Obama Doctrine: Control Over Strategic Sea Lanes To China

The program manifesto US President Barack Obama voiced in the Australian parliament on November 17 and his statements on January 5 make it clear to everyone that Washington has outlined a new strategy of its foreign policy.

“After a decade in which we fought two wars that cost us dearly, the US is turning its attention to the vast potential of the Asia-Pacific”, the president said. The decision of commander of US military forces Obama to deploy 2,500 marines in the Northern Territories (an administrative district in Australia, which borders Southern Asia) became the first concrete manifestation of the new course.

The change of priorities portends serious international shifts. It presages the completion of military operations against Taliban insurgents in Afghanistan and Pakistan, which produced no results, a partial retreat from Iraq and reorientation on new external enemies both real and imaginary.

The US is drawing a bead on the Celestial Empire, which is now implementing functions as a global workshop for foreign companies, including US companies. Instead of active participation in European affairs and re-division of the Middle East (it seems that the US gave this task to Saudi Arabia, which came up with an unexpected initiative to achieve it) Washington chose the creation of tools to hold back the world’s second largest economy. (Provided that the GDP factor is not taken into account.)

DATA SECTION
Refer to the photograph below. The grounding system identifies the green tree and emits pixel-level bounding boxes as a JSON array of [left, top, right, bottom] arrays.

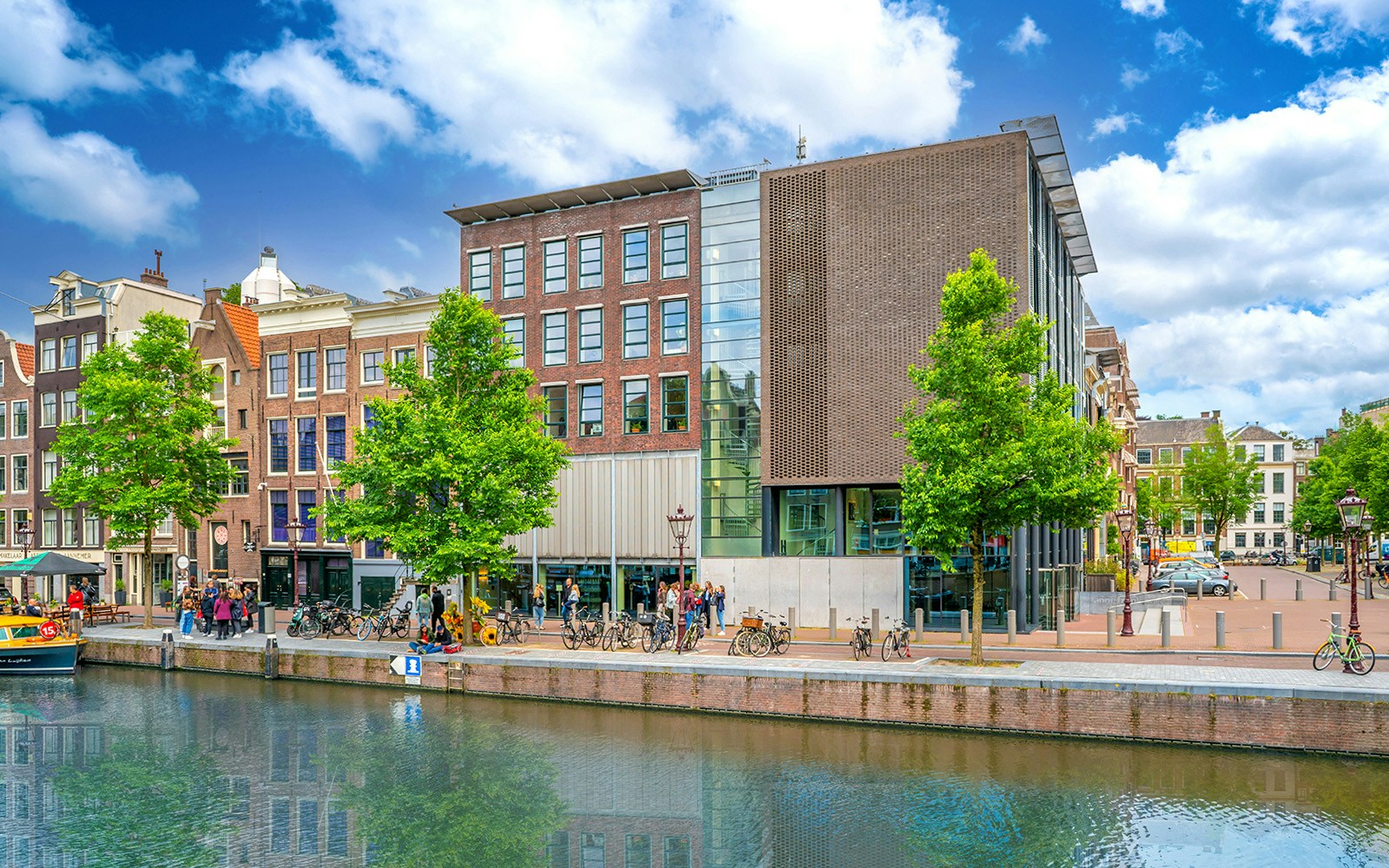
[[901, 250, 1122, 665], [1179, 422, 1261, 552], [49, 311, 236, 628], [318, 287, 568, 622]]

PROBLEM
In the article on the Obama doctrine, why does the president say the US is turning its attention to the Asia-Pacific? Answer in one to three sentences. The lines here are separate material with no connection to the article on the Obama doctrine.

SOLUTION BELOW
He says the US is turning to the vast potential of the Asia-Pacific after a decade in which it fought two wars that cost it dearly.